He got his start as a plant professional from C. Beaty Hanna, “a legend in the landscape business” and owner of Landscape Services, Angell said.
“He asked me to live at the nursery while I was in school,” he said. “I took care of all the houseplants out there.”
The early 1970s were the peak of the indoor plant business, and it was “sort of the hippy thing to do to have plants — besides incense and macrame hangers,” Angell recalls.
He later started a retail plant shop for Hanna, called The Garden Shop, in a nursery on U.S.280 used by landscape crews to store plants.
In 1986, he and Hanna moved the retail store, later called Hanna’s Garden Shop, to a new location farther out Highway 280.
Angell was Beaty’s partner in the retail shop but, by 1990, it was time for a change.
“I had benefited tremendously from working for him and with him, but it was time for me to be completely on my own,” Angell said.
He opened Oak Street Garden Shop in 1990 after a conversation with Andrew Scott, who was one of the owners of a parcel that was just a parking lot at the time.
“He approached me with the idea of putting a garden shop here,” Angell said.
The shop opened in the spring of 1990 before Angell was able to build a permanent storefront.
They built “a little flimsy shade house,” put up a tent, used a portable toilet and drew water for irrigation from a restaurant kitchen next door, Angell said.
“It was about as humble a beginning as you can possibly imagine,” he said.
By fall 1990, the shop had a permanent structure, Angell said.
He said that the city manager at the time, Axel Bolvig, was a big help, and that his successor, Sam Gaston, has also been very supportive.
The shop was successful from the beginning, Angell said.
“I think it’s because people knew me,” he said. “I had been in the business for about 15 years. I had grown up in the area and had a lot of customers who would travel out 280.”
The shop now has about seven regular employees, with 15-20 part-timers added during the “fast and furious” Christmas season, Angell said.
However, the busy spring planting season is more profitable than the holiday season, “because it’s spread out over a longer period and you are doing it with your regular staff,” he said.
The staff at Oak Street Garden Shop is critical to its success, Angell said.
“I’ve got great employees that make it easy to run a business, where a lot of times I can do more of the business end of it,” he said. “Just about everybody that works for me participates in buying and displaying.”
The most important thing the shop is known for is the staff’s knowledge of plants, he said.

□ □ □ □

**EXERCISE INSTRUCTIONS:**
1 – In the garden shop article, who approached Angell with the idea of putting a garden shop on the parking lot parcel?
2 – Return the stretch of the garden shop article from "The early 1970s" through "for a change.", word for word.
Rely only on the garden shop article.

□ □ □ □

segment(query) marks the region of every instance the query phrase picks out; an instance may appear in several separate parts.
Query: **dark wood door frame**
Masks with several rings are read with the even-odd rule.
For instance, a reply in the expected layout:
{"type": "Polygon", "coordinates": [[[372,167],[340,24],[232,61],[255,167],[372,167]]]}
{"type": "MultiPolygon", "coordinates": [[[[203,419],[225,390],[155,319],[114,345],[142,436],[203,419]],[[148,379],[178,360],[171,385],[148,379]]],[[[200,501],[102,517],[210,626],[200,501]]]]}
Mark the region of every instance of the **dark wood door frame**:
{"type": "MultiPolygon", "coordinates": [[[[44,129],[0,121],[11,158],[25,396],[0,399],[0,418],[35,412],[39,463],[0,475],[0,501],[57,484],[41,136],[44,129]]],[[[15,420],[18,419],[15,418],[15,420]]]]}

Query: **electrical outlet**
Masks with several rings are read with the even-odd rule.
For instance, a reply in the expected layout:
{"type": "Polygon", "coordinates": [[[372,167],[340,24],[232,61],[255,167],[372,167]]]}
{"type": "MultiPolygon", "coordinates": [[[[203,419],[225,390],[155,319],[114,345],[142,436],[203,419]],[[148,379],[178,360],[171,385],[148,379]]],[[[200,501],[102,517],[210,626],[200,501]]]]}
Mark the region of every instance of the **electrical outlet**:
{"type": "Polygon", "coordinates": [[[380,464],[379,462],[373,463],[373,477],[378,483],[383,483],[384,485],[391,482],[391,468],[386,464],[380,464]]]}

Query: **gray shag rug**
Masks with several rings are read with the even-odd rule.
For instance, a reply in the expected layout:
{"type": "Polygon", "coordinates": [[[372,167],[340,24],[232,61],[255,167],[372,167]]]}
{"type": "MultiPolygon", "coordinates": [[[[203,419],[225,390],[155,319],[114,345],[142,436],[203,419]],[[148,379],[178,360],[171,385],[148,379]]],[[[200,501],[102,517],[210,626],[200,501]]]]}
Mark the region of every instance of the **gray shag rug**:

□ □ □ □

**RESULTS OF THE EXERCISE:**
1 – Andrew Scott

2 –
The early 1970s were the peak of the indoor plant business, and it was “sort of the hippy thing to do to have plants — besides incense and macrame hangers,” Angell recalls.
He later started a retail plant shop for Hanna, called The Garden Shop, in a nursery on U.S.280 used by landscape crews to store plants.
In 1986, he and Hanna moved the retail store, later called Hanna’s Garden Shop, to a new location farther out Highway 280.
Angell was Beaty’s partner in the retail shop but, by 1990, it was time for a change.